TASK REQUIREMENTS - Filter the records below, copying out each line that contains the word "dark".
======== EXTRACTED ENTRIES
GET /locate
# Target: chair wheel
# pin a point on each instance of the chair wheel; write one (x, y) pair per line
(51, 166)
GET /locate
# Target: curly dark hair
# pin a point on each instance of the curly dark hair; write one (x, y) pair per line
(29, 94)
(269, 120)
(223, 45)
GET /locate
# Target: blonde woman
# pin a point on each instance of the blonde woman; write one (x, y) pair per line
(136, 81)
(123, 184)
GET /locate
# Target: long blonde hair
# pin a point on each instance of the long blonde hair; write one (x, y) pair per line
================
======== EXTRACTED ENTRIES
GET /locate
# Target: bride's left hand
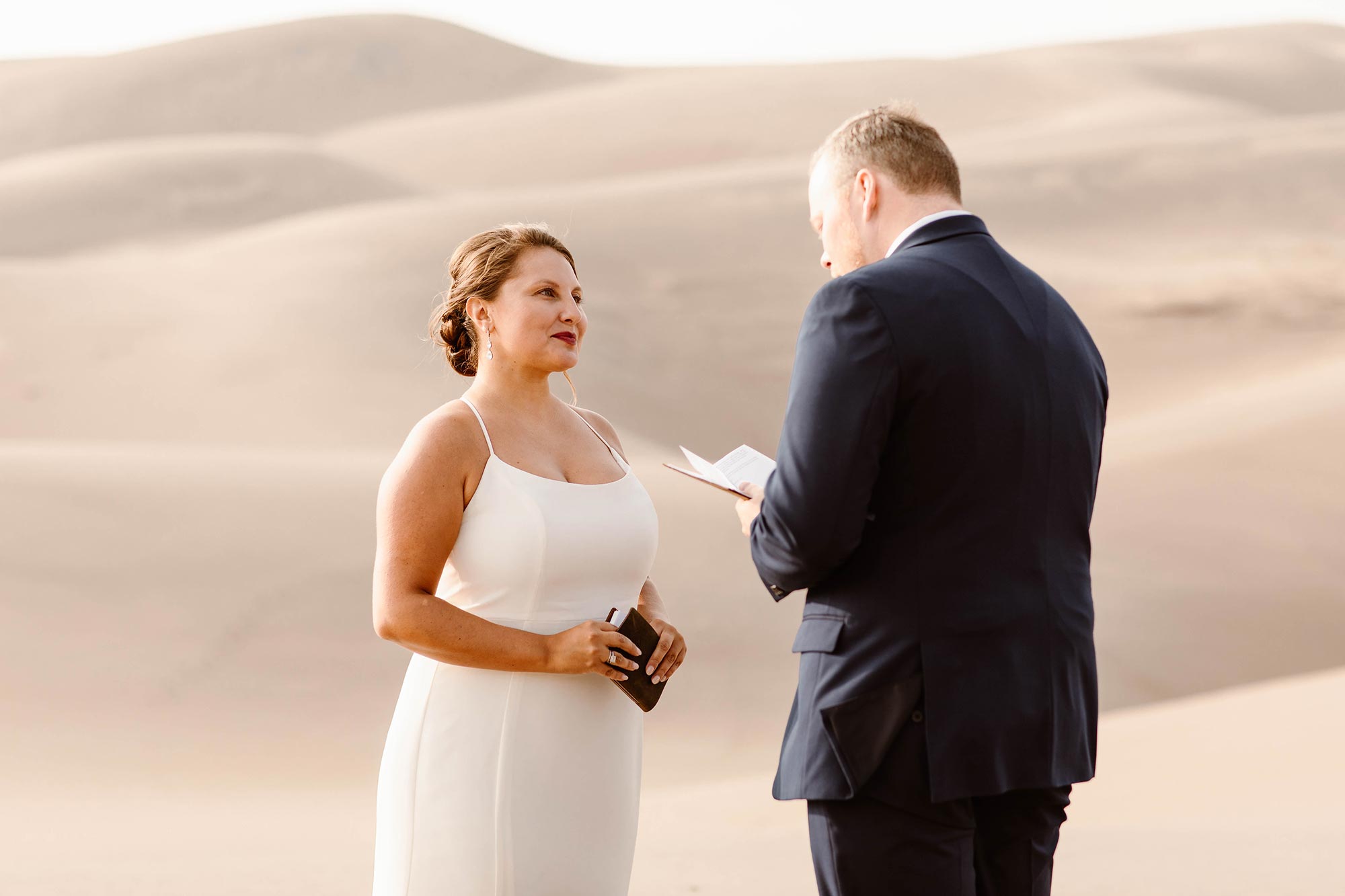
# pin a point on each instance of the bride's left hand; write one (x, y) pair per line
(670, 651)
================
TASK RESPONSE -
# Target: curly dark hair
# pin a point on each instance of the curly dark hair; write one (x, y) pair per line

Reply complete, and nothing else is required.